** WHAT YOU HAVE TO DO **
Give the listing below again in full, exactly as written.

Labeled shape records:
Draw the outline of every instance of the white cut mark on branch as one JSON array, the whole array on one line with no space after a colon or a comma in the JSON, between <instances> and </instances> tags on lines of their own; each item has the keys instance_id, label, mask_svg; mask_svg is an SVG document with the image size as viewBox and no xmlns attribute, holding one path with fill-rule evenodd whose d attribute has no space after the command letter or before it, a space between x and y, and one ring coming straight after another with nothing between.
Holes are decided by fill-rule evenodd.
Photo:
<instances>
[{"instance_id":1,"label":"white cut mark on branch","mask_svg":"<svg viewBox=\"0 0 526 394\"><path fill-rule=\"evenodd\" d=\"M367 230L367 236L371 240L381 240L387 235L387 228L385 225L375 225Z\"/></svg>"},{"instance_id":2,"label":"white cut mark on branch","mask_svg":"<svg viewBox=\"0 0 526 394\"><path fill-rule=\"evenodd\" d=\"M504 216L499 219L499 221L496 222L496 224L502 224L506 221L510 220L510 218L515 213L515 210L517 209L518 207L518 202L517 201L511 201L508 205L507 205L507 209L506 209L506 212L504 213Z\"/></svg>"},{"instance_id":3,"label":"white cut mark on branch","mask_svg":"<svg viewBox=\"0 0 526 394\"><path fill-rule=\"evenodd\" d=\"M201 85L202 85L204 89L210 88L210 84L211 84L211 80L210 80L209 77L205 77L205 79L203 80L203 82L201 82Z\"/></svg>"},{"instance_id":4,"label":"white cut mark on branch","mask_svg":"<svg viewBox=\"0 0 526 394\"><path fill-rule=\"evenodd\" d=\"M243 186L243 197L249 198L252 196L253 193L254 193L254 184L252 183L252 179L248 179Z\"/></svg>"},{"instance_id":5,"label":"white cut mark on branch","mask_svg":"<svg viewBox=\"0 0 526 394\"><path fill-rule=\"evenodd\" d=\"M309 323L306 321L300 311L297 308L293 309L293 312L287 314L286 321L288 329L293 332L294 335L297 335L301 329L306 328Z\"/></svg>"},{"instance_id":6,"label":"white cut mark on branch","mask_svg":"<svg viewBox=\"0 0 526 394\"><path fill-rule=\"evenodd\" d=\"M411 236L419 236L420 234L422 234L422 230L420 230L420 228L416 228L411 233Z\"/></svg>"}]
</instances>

** SOLVED PROBLEM **
Draw the outline of every instance of the white cut mark on branch as one JSON array, the whole array on one line with no space after a colon or a comma in the JSON, between <instances> and </instances> tags on lines of their own; each item has the keys instance_id, label, mask_svg; mask_svg is an SVG document with the image size as viewBox and no xmlns attribute, holding one path with fill-rule evenodd whose d attribute has no space after the command letter or before it, a space between x and y, and one ring coming straight after another with nothing between.
Holes are decided by fill-rule evenodd.
Photo:
<instances>
[{"instance_id":1,"label":"white cut mark on branch","mask_svg":"<svg viewBox=\"0 0 526 394\"><path fill-rule=\"evenodd\" d=\"M367 230L367 236L371 240L381 240L387 235L387 228L385 225L375 225Z\"/></svg>"},{"instance_id":2,"label":"white cut mark on branch","mask_svg":"<svg viewBox=\"0 0 526 394\"><path fill-rule=\"evenodd\" d=\"M504 216L499 219L499 221L496 222L496 224L502 224L506 221L510 220L510 218L515 213L515 210L517 209L518 207L518 202L517 201L511 201L508 205L507 205L507 209L506 209L506 212L504 213Z\"/></svg>"},{"instance_id":3,"label":"white cut mark on branch","mask_svg":"<svg viewBox=\"0 0 526 394\"><path fill-rule=\"evenodd\" d=\"M201 85L202 85L204 89L210 88L210 84L211 84L211 80L210 80L209 77L205 77L205 79L203 80L203 82L201 82Z\"/></svg>"},{"instance_id":4,"label":"white cut mark on branch","mask_svg":"<svg viewBox=\"0 0 526 394\"><path fill-rule=\"evenodd\" d=\"M243 186L243 197L249 198L252 196L253 193L254 193L254 184L252 183L252 179L248 179Z\"/></svg>"},{"instance_id":5,"label":"white cut mark on branch","mask_svg":"<svg viewBox=\"0 0 526 394\"><path fill-rule=\"evenodd\" d=\"M309 323L306 321L300 311L297 308L293 309L293 312L287 314L286 321L288 329L293 332L294 335L297 335L301 329L306 328Z\"/></svg>"},{"instance_id":6,"label":"white cut mark on branch","mask_svg":"<svg viewBox=\"0 0 526 394\"><path fill-rule=\"evenodd\" d=\"M411 236L419 236L420 234L422 234L422 230L420 230L420 228L416 228L411 233Z\"/></svg>"}]
</instances>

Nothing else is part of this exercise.